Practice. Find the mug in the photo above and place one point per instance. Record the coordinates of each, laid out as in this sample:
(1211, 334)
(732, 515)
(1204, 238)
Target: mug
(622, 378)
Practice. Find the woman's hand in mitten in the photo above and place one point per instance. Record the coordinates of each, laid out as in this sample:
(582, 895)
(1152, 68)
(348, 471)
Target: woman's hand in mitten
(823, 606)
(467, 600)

========================================

- WORK INSTRUCTIONS:
Count the lines in the records above that contain the word "each", and give only the number.

- SOLUTION TO THIS EXERCISE:
2